§ Work required
Your task is to copy every line of the entries that contains "block".

§ Information shown

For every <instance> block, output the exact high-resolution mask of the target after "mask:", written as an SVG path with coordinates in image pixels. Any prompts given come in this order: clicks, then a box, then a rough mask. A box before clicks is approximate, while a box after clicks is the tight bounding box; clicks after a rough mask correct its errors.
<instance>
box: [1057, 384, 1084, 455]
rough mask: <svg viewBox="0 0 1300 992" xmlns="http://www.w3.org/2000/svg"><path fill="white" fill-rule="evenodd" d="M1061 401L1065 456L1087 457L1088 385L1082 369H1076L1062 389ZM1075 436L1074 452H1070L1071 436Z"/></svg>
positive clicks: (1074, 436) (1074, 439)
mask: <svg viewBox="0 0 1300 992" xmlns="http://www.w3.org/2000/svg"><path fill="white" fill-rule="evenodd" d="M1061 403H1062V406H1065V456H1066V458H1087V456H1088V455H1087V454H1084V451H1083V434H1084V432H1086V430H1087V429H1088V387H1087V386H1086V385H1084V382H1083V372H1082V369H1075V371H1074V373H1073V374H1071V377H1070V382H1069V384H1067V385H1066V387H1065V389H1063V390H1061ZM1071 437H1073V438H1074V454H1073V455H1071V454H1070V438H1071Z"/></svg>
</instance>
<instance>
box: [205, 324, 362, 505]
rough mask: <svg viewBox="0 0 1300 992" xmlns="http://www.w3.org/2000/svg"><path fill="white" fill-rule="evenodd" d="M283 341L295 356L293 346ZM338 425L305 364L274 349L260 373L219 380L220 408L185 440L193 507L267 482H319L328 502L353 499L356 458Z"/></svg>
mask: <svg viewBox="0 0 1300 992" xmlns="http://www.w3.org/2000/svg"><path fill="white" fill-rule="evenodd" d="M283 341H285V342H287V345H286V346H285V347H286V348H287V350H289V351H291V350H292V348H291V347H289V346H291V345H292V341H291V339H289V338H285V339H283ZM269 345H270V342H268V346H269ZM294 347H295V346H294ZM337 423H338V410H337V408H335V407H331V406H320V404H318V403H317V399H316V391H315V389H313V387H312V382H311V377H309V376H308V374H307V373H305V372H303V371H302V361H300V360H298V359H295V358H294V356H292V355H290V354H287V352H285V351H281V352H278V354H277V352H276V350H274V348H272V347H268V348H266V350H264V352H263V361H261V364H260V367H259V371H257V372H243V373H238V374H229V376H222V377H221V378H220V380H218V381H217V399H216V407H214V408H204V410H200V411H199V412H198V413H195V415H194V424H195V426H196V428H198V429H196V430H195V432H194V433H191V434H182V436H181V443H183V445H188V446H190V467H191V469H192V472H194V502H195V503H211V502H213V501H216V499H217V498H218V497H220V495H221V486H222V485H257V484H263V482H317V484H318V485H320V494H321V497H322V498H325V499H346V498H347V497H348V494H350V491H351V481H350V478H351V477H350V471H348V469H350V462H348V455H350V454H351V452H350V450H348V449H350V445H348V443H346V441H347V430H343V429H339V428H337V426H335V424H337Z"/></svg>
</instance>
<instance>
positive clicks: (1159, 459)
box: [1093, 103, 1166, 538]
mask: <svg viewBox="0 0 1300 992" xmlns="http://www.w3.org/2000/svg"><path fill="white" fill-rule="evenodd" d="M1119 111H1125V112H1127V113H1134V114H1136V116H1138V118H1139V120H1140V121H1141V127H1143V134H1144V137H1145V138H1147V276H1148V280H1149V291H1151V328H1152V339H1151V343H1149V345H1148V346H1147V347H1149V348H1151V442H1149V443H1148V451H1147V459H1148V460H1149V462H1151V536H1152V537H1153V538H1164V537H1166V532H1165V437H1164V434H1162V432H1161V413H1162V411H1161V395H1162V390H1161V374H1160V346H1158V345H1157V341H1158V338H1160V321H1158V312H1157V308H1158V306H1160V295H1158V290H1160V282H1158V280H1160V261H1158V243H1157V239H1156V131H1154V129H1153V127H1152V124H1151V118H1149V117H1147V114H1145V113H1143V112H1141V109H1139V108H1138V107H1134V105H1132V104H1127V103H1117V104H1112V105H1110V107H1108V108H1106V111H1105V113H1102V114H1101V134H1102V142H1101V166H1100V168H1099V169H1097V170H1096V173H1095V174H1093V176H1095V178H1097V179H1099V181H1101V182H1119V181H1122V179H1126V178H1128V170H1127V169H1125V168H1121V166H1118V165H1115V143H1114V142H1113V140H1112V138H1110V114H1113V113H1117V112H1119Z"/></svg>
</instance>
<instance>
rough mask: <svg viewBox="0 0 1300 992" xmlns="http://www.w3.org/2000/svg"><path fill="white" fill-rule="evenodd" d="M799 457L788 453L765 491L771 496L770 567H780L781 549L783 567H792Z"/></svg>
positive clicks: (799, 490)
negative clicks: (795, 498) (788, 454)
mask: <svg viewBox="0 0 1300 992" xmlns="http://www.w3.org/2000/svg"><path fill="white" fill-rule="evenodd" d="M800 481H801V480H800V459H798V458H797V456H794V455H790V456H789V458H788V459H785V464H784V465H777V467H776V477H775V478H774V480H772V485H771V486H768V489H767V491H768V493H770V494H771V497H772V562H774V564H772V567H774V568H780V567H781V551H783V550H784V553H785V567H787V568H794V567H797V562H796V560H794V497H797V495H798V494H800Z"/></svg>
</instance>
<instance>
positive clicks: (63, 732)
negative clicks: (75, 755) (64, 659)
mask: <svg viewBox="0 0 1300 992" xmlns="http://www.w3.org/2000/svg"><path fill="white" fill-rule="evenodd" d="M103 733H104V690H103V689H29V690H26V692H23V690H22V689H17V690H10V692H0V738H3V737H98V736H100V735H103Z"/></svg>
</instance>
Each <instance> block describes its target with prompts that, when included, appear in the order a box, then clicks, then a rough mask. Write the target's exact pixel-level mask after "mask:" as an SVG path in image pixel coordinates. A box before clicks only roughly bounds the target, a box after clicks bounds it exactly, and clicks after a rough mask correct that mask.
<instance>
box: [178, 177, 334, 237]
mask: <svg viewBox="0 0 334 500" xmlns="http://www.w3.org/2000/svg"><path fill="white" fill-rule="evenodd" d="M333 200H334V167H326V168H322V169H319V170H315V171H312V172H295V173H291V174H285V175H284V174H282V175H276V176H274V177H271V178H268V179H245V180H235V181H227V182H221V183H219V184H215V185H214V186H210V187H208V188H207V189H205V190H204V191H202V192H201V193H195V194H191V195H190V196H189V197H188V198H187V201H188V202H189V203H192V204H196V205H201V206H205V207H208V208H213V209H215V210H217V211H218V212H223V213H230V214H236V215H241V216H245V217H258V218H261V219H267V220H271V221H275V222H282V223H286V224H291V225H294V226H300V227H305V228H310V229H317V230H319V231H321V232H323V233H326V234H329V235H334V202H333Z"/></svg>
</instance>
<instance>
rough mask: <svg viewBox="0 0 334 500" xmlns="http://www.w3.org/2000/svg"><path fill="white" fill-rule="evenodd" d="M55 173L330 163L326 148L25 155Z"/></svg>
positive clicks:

§ Reply to the exercise
For every <instance> block, output the exact high-resolution mask of the target after "mask:", written as an SVG path with coordinates in image pixels. Any prompts given come in this order: clicks, then a box, then a rough mask. A box before clicks is approximate, while a box after clicks is the tight bounding box; clicks after a rough mask correct its errors.
Each <instance> block describes its target with prompts that, when included, appear in the order a box, then clicks, then a rough mask. Write the target's exact pixel-level mask after "mask:" as an SVG path in image pixel coordinates. A box before clicks only roughly bounds the target, a box after clicks bounds it exactly, and clicks after a rough mask correct that mask.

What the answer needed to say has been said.